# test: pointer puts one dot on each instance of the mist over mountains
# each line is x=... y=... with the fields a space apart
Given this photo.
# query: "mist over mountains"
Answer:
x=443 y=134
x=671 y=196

──────────────────────────────

*Prompt:*
Among the records above, find each line holding the string "mist" and pull it out.

*Response:*
# test: pointer puts one dot on each instance of the mist over mountains
# query: "mist over mountains"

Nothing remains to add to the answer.